— START The data —
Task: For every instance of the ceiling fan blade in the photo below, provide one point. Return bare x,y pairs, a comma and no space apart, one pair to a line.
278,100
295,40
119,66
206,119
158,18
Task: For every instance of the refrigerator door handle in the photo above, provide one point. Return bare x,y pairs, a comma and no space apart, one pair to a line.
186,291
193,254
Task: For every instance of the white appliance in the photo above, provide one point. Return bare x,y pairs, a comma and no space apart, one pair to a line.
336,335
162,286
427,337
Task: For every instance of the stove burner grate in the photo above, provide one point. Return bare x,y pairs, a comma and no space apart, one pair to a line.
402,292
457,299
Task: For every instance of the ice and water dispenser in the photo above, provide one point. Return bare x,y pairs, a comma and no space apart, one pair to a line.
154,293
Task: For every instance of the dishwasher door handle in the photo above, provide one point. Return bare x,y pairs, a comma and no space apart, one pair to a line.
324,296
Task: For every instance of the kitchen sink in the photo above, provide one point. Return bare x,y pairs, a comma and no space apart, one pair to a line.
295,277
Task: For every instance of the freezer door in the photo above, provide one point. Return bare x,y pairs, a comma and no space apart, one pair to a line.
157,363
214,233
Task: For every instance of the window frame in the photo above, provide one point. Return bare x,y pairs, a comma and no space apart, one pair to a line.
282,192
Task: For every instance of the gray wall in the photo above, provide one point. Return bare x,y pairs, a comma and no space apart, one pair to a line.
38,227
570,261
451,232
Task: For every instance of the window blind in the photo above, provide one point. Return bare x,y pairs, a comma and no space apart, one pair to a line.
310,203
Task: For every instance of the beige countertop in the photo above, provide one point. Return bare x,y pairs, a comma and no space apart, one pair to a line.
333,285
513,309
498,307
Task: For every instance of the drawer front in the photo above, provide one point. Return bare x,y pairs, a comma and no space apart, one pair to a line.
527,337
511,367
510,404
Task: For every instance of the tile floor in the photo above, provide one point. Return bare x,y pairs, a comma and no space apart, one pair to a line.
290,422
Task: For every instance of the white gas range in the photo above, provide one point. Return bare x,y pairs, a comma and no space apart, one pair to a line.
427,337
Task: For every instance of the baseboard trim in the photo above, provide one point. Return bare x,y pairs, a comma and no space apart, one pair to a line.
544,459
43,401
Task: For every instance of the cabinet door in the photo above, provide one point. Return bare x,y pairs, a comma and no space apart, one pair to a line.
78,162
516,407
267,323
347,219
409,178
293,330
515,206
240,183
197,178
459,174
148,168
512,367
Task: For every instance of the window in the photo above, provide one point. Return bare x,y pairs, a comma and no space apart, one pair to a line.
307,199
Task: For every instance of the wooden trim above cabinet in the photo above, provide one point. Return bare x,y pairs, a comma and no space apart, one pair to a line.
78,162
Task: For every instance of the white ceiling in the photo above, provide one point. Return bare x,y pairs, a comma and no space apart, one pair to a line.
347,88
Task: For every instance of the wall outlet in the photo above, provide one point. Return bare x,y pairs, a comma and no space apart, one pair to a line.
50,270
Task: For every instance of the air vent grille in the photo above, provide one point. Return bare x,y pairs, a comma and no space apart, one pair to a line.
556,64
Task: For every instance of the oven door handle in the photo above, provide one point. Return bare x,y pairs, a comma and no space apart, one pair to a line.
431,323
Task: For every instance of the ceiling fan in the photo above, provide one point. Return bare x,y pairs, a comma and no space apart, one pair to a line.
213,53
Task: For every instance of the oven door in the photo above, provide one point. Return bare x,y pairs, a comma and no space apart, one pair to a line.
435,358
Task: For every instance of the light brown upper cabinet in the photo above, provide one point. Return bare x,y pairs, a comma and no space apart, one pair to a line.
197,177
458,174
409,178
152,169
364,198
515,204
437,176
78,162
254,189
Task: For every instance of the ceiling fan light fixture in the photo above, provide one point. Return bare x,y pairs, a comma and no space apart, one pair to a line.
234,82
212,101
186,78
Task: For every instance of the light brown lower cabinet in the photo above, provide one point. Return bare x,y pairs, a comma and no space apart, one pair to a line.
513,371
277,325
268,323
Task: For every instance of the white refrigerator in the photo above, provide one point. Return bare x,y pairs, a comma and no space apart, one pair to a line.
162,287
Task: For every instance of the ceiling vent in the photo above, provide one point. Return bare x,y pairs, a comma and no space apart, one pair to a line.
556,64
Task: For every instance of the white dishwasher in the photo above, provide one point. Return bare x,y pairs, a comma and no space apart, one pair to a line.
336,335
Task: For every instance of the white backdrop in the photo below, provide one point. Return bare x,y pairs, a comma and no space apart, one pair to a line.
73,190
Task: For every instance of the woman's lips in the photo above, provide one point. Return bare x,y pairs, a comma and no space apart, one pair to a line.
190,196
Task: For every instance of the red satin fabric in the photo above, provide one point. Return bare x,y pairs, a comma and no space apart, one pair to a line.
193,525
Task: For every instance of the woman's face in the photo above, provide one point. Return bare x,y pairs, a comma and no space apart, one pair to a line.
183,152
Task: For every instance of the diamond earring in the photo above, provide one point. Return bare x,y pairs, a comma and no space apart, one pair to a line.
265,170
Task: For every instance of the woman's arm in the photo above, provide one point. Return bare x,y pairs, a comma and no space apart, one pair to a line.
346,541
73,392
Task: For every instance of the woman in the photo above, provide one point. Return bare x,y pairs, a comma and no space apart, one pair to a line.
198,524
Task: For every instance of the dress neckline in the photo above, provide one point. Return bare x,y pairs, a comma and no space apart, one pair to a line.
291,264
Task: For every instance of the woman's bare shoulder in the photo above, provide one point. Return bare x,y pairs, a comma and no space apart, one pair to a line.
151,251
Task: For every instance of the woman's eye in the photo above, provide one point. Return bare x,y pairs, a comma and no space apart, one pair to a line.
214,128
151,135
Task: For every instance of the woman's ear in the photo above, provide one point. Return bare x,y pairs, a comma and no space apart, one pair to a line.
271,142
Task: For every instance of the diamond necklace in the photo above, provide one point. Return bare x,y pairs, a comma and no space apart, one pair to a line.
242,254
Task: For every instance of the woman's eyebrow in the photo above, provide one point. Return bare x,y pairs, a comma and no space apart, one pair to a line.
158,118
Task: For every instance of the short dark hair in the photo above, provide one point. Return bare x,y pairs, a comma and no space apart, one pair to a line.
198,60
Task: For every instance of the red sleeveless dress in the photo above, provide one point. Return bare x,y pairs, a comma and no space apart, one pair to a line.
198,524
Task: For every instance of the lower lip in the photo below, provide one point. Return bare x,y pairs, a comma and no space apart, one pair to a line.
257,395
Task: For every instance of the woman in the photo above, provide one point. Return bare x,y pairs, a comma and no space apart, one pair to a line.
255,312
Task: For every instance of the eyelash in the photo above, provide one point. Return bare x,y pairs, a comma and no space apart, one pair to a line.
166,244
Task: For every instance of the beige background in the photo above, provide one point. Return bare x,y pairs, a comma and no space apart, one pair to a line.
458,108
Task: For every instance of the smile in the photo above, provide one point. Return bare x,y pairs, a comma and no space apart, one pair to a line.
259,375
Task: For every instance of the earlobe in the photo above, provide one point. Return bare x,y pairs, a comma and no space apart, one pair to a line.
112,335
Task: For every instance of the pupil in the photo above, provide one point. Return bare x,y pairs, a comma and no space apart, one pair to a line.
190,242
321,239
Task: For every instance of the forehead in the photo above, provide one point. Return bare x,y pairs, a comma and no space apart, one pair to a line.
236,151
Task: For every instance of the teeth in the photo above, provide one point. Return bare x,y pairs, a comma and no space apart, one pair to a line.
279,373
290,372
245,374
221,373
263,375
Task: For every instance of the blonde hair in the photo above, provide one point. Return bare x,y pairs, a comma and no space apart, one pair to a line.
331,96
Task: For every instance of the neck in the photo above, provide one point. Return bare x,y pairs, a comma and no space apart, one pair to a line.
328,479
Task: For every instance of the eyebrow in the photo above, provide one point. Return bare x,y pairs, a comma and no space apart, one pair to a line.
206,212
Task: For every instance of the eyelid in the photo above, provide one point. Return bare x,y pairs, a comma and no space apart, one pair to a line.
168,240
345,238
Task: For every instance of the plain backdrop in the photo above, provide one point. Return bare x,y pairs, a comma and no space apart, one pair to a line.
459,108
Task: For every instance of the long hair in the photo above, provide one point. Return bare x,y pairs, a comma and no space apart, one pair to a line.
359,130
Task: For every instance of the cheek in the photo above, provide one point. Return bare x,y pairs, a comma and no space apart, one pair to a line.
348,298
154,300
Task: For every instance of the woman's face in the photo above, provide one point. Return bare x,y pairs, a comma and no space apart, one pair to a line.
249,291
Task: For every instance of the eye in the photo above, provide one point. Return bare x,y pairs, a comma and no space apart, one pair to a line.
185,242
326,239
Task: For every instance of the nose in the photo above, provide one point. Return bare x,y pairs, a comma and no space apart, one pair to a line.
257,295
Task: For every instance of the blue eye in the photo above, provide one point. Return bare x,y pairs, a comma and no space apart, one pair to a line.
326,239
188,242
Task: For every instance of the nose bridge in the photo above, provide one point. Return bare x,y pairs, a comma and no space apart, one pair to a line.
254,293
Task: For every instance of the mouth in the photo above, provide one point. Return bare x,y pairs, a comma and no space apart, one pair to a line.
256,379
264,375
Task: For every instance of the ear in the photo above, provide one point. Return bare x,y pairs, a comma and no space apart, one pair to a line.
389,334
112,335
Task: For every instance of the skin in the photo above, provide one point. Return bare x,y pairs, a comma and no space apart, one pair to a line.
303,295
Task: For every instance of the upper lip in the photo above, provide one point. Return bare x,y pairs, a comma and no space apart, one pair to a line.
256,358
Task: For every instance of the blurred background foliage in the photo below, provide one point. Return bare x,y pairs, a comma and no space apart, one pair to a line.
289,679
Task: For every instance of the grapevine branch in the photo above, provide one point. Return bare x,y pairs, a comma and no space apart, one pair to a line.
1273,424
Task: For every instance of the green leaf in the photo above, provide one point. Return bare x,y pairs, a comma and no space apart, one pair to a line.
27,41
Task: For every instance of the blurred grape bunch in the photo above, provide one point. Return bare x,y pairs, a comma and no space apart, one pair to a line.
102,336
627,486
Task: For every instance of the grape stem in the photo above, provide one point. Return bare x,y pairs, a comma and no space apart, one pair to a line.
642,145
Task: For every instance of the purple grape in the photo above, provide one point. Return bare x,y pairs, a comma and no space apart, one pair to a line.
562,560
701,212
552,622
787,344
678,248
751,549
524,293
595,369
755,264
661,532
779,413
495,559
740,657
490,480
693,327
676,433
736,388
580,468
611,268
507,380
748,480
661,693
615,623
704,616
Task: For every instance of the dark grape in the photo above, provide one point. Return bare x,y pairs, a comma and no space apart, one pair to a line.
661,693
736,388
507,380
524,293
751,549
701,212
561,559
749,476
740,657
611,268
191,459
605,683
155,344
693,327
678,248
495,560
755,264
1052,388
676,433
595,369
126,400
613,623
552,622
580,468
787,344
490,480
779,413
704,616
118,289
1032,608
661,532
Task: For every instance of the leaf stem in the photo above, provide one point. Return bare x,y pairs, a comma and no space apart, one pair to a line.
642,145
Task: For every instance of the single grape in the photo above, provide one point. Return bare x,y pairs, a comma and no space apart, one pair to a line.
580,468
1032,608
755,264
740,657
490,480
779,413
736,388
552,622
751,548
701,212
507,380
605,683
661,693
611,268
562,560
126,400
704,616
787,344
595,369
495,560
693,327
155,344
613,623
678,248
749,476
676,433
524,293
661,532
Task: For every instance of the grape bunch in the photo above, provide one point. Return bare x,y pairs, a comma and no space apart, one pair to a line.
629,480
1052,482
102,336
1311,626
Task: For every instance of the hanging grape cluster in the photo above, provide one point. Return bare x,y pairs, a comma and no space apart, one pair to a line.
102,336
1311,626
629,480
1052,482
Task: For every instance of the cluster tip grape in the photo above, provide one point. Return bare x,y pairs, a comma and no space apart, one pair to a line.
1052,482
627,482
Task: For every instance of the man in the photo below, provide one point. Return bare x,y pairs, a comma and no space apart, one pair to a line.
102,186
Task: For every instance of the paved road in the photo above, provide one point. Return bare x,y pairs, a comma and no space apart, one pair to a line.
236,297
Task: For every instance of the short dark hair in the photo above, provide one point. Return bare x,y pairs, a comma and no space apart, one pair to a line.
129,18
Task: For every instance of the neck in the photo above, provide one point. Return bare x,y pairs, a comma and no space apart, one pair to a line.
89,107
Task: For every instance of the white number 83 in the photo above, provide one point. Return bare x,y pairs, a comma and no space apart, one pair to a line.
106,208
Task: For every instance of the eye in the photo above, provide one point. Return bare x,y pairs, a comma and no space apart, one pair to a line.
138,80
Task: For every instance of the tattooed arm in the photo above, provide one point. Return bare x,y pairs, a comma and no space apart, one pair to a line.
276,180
— END The data —
- **Stated goal**
Reproduce the data word for word, beginning at the line that contains "Task: For every instance of the cluster" and continuing through the final line of the data.

- **Task result**
Task: For every instance of the cluster tip grape in the photo above, provide one point. Return bare x,y pairs, a comma and no space apart, one pair to a line.
1052,482
627,482
Task: For every instance of the man in the photo below, provide one point. Return bare x,y pairs, a comma and no space apart, one pair to a line.
102,186
Task: For every instance of the paved road in the photo above, provide one point. Return bare x,y pairs, a comma and no space apart, one pair to a line.
236,297
Task: For every instance of the short dark hair in the photo above, provide one point. Return bare x,y pairs, a comma and no space apart, one pair to a line.
129,18
Task: For every instance of the neck in the photo above, provide one point. Return bare x,y pairs, a comma and no space apart, one pair to a line.
89,107
Task: For every instance of the white number 83 in the photo above, provide one point. Return bare x,y pairs, a comma and no space apart, one pair to a line.
106,208
Task: For every instance of the eye in the photo above, provide one point. Return bare x,y pairs, a comma and no space apart, one pair to a line.
138,80
Task: For every instance of the tattooed arm in the photo above, provide one point. Return bare x,y pairs, a comma and no space apart, one pair to a line.
276,180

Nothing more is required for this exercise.